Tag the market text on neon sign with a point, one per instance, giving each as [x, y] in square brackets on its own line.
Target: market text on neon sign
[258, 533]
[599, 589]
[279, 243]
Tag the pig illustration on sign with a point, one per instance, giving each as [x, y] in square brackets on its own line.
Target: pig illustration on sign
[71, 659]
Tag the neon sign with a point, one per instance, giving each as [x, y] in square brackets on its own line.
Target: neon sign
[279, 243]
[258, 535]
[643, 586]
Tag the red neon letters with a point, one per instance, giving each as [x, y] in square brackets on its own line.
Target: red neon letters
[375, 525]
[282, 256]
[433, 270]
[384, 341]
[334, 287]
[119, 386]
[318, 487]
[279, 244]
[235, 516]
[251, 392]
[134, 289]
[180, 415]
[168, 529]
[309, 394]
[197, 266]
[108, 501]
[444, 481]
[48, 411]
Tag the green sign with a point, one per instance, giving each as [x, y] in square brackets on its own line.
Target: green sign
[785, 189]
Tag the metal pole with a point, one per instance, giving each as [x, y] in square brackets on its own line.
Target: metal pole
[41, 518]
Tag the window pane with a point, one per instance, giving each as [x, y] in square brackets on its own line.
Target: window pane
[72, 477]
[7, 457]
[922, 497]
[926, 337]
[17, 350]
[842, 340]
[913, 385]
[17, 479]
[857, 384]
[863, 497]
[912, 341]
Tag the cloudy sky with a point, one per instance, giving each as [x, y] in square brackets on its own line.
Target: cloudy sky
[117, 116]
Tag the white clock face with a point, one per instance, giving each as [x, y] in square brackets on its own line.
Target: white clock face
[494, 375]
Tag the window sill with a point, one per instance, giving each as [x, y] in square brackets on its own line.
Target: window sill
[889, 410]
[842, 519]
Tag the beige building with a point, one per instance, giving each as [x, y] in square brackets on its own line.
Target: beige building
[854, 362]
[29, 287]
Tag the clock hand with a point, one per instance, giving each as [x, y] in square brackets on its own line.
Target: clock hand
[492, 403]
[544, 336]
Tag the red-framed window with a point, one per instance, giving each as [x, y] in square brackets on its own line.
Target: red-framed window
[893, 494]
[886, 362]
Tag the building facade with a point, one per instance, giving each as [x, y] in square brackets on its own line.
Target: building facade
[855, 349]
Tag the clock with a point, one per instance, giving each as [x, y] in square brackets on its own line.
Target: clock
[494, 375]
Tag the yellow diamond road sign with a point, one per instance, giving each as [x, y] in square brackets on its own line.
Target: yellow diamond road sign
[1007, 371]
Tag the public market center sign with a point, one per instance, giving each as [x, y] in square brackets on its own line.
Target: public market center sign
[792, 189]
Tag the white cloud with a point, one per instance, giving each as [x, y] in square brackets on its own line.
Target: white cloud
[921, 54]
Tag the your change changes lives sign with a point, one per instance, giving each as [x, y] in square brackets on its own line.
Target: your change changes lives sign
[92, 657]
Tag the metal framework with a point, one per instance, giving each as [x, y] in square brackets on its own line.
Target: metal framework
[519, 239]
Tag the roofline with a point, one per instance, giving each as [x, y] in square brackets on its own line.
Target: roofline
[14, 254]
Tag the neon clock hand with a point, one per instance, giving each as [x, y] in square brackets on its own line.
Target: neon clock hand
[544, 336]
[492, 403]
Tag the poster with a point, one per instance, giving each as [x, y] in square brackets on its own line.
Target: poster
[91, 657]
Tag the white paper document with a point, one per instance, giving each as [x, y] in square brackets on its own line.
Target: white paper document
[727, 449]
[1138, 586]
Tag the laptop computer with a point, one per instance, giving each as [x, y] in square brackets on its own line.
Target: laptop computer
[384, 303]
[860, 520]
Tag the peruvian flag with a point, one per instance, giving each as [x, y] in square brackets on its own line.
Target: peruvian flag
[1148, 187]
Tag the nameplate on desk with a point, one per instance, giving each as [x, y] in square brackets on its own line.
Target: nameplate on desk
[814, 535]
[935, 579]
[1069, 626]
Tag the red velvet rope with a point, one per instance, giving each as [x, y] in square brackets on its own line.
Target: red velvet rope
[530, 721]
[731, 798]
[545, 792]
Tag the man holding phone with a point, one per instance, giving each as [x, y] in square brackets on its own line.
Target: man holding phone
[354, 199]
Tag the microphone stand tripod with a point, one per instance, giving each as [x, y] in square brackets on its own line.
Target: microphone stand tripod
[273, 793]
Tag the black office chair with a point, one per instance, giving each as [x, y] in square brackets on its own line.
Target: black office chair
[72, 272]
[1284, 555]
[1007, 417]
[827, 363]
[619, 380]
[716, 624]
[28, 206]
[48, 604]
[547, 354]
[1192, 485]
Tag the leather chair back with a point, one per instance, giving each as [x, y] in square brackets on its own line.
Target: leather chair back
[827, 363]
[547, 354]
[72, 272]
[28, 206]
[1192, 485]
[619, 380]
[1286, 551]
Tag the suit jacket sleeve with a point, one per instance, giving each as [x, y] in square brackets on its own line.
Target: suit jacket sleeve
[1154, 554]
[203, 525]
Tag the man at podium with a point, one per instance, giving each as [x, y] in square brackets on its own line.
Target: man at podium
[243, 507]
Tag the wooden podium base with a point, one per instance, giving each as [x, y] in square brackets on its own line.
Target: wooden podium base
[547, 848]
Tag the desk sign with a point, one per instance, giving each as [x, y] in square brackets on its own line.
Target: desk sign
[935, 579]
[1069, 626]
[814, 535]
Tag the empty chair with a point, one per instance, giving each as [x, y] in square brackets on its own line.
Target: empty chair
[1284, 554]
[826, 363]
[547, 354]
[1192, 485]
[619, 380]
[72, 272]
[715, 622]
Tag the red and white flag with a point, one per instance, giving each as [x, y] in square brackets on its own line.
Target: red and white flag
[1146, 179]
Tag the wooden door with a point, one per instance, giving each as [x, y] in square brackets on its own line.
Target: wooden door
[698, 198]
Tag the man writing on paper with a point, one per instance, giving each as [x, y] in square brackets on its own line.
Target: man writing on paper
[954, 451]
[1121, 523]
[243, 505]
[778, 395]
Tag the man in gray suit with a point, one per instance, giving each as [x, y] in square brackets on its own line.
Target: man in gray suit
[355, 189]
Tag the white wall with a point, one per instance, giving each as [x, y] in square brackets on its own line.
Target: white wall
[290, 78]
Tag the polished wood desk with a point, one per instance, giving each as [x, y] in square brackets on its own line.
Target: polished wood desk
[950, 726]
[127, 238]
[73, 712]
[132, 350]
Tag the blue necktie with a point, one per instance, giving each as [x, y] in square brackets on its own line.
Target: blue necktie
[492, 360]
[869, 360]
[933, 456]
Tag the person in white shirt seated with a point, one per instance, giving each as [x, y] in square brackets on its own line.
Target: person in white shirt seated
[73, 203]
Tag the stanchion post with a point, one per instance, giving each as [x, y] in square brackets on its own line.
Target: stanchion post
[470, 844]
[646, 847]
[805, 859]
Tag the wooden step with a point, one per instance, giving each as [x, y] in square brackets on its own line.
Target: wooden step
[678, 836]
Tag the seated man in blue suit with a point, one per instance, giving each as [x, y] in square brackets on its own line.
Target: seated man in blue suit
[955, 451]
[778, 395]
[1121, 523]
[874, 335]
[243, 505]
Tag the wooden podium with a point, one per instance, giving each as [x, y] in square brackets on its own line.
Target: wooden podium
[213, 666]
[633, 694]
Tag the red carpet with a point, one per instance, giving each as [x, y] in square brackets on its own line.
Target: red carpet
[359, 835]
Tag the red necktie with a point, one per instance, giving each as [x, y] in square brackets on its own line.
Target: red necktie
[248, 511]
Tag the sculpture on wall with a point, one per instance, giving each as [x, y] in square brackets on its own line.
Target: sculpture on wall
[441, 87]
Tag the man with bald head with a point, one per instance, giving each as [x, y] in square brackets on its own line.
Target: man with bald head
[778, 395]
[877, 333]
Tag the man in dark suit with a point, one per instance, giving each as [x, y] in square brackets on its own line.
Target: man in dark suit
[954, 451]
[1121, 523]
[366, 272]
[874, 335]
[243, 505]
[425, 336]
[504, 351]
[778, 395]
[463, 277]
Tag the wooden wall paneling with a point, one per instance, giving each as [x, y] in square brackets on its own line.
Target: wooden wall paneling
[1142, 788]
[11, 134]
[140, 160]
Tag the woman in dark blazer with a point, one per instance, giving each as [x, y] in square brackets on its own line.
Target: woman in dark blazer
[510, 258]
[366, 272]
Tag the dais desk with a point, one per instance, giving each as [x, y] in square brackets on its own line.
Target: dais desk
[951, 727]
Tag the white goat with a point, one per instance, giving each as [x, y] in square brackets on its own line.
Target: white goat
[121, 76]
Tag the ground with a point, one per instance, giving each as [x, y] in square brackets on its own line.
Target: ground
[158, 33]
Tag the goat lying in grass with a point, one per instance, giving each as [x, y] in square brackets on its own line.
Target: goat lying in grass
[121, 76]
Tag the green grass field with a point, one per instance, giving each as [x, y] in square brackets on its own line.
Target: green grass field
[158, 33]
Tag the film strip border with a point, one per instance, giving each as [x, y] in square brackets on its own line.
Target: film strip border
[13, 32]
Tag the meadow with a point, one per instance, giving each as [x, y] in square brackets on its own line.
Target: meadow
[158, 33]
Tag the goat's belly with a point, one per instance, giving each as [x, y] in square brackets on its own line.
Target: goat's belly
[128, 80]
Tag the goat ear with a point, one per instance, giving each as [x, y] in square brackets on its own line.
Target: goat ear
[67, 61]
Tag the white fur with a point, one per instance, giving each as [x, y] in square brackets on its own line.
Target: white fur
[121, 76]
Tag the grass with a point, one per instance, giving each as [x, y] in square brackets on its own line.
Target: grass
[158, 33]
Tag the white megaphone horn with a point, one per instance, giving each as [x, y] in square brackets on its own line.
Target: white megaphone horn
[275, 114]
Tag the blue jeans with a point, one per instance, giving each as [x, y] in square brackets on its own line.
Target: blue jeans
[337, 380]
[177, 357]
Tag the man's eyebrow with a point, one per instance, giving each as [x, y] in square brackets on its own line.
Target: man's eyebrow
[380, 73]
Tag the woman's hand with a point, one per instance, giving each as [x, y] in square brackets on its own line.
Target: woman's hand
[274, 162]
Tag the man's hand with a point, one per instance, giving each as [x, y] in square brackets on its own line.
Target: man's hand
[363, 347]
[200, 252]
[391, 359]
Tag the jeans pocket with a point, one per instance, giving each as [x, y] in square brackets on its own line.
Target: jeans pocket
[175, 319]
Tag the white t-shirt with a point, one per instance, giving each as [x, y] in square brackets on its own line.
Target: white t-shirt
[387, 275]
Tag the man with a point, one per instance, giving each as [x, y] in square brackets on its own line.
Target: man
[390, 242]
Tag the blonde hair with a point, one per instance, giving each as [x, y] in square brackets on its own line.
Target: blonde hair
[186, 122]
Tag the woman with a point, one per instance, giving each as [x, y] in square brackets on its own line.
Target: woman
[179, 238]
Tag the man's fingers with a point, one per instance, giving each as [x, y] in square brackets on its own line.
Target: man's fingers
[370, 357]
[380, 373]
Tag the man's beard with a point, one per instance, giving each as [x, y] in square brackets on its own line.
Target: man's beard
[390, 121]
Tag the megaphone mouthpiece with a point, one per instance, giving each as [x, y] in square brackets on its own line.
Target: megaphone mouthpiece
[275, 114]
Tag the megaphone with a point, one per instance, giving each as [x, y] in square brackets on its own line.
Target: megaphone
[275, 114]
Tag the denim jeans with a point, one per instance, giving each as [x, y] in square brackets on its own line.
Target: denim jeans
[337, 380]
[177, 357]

━━━━━━━━━━

» DIRECTIVE
Exact repetition is required for the lines from the one that contains "Tag the white t-shirt" through the final line; leave out everything else.

» TASK RESULT
Tag the white t-shirt with a point, one per instance, giving each as [x, y] in square brackets on its own line.
Target: white t-shirt
[387, 275]
Tag the man with a point, one per instance, giving each as [x, y] in square brackets on its own line.
Target: man
[390, 242]
Tag the blonde hair with a point, one per instance, giving each as [x, y] in square brackets on its own line.
Target: blonde hair
[186, 122]
Tag the woman with a point, one per instance, giving each as [x, y] in square brackets on its own line.
Target: woman
[179, 238]
Tag the man's fingers with a point, one per instance, giving each as [x, y] in square brackets on its own line.
Target: man's fingers
[370, 357]
[380, 373]
Tag the man's beard with a point, one per instance, giving each as [x, y] in square brackets on its own line.
Target: man's beard
[390, 121]
Tag the megaphone mouthpiece with a point, one per instance, giving each as [x, y] in square brackets on its own line.
Target: megaphone mouthpiece
[275, 114]
Tag the megaphone with a point, one per instance, giving each as [x, y] in square brackets on its own line.
Target: megaphone
[275, 114]
Tag the denim jeans with a point, one per instance, giving each as [x, y] in square brackets on its own line.
Target: denim jeans
[337, 380]
[177, 357]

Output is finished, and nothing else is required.